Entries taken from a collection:
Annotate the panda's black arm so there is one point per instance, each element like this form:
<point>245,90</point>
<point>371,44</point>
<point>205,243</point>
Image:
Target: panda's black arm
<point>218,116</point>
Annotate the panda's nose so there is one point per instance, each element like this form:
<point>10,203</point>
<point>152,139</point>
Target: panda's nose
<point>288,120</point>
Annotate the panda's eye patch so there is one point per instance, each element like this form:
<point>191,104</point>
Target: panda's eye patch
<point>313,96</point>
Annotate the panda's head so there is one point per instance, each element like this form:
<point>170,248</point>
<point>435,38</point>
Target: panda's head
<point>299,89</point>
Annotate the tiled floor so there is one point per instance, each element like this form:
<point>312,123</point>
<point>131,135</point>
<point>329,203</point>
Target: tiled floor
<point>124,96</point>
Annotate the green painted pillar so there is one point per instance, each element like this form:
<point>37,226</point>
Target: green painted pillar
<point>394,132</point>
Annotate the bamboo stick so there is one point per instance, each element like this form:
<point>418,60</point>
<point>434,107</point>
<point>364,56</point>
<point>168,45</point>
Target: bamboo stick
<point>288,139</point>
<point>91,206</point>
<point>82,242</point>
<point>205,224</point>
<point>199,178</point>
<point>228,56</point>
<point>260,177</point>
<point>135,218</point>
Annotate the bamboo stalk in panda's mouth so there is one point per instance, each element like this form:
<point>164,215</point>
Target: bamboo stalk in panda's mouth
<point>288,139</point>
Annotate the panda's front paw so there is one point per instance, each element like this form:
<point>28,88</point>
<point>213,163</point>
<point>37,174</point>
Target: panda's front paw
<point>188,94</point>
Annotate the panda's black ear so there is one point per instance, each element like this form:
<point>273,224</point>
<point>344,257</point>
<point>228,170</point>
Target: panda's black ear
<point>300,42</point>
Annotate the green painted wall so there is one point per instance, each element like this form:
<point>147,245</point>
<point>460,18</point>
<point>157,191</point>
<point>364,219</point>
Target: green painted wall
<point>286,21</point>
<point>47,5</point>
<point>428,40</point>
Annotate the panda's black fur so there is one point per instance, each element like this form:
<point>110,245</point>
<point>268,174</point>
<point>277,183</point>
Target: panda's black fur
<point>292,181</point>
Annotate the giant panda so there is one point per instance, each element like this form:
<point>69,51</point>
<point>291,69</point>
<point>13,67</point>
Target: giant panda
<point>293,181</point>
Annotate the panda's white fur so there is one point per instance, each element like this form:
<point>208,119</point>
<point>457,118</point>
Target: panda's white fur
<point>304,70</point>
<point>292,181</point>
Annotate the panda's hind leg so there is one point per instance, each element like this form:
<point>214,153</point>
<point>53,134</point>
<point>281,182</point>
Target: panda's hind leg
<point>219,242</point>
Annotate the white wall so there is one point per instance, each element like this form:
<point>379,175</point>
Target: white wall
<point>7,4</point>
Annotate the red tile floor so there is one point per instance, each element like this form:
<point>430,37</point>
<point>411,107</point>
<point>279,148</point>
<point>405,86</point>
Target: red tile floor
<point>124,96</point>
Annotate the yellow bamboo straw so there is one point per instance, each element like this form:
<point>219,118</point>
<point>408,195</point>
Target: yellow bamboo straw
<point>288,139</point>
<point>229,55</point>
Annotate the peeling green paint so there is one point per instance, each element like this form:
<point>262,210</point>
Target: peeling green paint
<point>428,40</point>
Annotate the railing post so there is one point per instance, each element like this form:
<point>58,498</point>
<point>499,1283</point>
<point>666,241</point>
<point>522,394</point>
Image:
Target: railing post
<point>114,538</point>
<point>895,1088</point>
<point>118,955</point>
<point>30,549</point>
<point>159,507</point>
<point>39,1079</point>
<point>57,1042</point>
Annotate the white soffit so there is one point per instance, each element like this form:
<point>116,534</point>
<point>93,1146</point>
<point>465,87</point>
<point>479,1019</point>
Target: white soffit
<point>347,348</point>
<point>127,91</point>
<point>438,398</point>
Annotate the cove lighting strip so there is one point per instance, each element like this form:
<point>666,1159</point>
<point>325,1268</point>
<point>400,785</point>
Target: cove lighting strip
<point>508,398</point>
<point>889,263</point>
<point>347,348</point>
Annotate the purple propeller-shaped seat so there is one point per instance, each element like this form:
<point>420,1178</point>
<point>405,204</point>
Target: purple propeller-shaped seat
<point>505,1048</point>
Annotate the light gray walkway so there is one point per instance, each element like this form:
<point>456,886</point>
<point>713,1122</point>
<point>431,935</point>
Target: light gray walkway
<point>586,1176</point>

### Problem details
Repeat every entry exactly as written above.

### Exercise response
Annotate the panda's black arm so there is one point per instance, each element like this form:
<point>245,90</point>
<point>371,44</point>
<point>205,243</point>
Image:
Target: panda's black arm
<point>218,116</point>
Annotate the panda's nose so there is one point per instance, each element like this form:
<point>10,203</point>
<point>152,139</point>
Target: panda's nose
<point>288,120</point>
Annotate the panda's eye patch so there is one point per instance, each element like this form:
<point>191,104</point>
Target: panda's eye patch
<point>313,96</point>
Annotate the panda's head so there is one point per instance, each element like this form:
<point>170,248</point>
<point>435,38</point>
Target: panda's head
<point>299,89</point>
Annotate the tiled floor so there is one point per instance, each element like this form:
<point>312,123</point>
<point>131,135</point>
<point>329,203</point>
Target: tiled floor
<point>124,96</point>
Annotate the green painted pillar so there is one point per instance, each element like this form:
<point>37,226</point>
Target: green painted pillar
<point>394,132</point>
Annotate the bamboo stick so there is one point per instance, each element like this form:
<point>418,60</point>
<point>434,107</point>
<point>364,56</point>
<point>168,45</point>
Target: bamboo stick
<point>288,139</point>
<point>91,206</point>
<point>82,242</point>
<point>205,224</point>
<point>199,178</point>
<point>228,56</point>
<point>260,177</point>
<point>135,218</point>
Annotate the bamboo stalk in panda's mouth so there is one point per instance, each element like this form:
<point>164,215</point>
Target: bamboo stalk in panda's mouth
<point>288,139</point>
Annotate the panda's front paw so there is one point per instance, each element like this form:
<point>28,88</point>
<point>213,163</point>
<point>37,174</point>
Target: panda's front paw
<point>188,94</point>
Annotate the panda's black ear so there is one point per instance, each element like this form:
<point>273,224</point>
<point>344,257</point>
<point>228,170</point>
Target: panda's black ear
<point>300,42</point>
Annotate the green painted wall so there is one point per instance, each element like this form:
<point>147,245</point>
<point>460,18</point>
<point>157,191</point>
<point>364,219</point>
Target: green painted wall
<point>286,21</point>
<point>47,5</point>
<point>428,40</point>
Annotate the panda's black fur so there is one point per instance, each element like this form:
<point>110,245</point>
<point>268,174</point>
<point>277,183</point>
Target: panda's black fur
<point>292,181</point>
Annotate the giant panda so there is one point per instance, each element like this form:
<point>69,51</point>
<point>291,69</point>
<point>13,67</point>
Target: giant panda
<point>293,181</point>
Annotate the panda's white fur so there is one point per instance, each element like this form:
<point>208,119</point>
<point>457,118</point>
Target: panda's white fur
<point>304,70</point>
<point>292,181</point>
Annotate the panda's hind leg so there is one point per instance, each element like this form:
<point>214,153</point>
<point>53,134</point>
<point>281,182</point>
Target: panda's hind leg
<point>219,242</point>
Annotate the white wall so there is one point per instance, each element like this form:
<point>379,175</point>
Target: white wall
<point>7,4</point>
Annotate the red tile floor so there is one point per instance, each element like this form:
<point>430,37</point>
<point>411,107</point>
<point>279,148</point>
<point>405,86</point>
Target: red tile floor
<point>124,96</point>
Annotate the yellow bamboo straw so there is one point per instance, each element like this form:
<point>219,118</point>
<point>408,195</point>
Target: yellow bamboo straw
<point>288,139</point>
<point>229,55</point>
Annotate the peeling green paint so there is one point per instance, each element like this form:
<point>262,210</point>
Target: peeling green paint
<point>428,40</point>
Annotate the railing post so there is one point per instance, each element like this form:
<point>58,498</point>
<point>499,1283</point>
<point>666,241</point>
<point>522,394</point>
Image:
Target: railing post
<point>114,538</point>
<point>895,1088</point>
<point>118,955</point>
<point>30,549</point>
<point>159,507</point>
<point>39,1079</point>
<point>57,1042</point>
Annotate the white soffit so there is one point per instance, each element like this form:
<point>116,534</point>
<point>93,1146</point>
<point>465,87</point>
<point>479,1019</point>
Target: white soffit
<point>347,348</point>
<point>127,91</point>
<point>438,398</point>
Annotate the cove lighting strip so there is one point per instance, each element like this form:
<point>666,1159</point>
<point>325,1268</point>
<point>400,785</point>
Target: cove lighting strip
<point>508,398</point>
<point>889,263</point>
<point>347,348</point>
Annotate the purple propeller-shaped seat so there is one point per instance, each element like this form:
<point>420,1178</point>
<point>405,204</point>
Target: purple propeller-shaped seat
<point>505,1048</point>
Annotate the light gray walkway so there is one point per instance, each element like this form:
<point>456,886</point>
<point>713,1122</point>
<point>431,935</point>
Target: light gray walkway
<point>586,1176</point>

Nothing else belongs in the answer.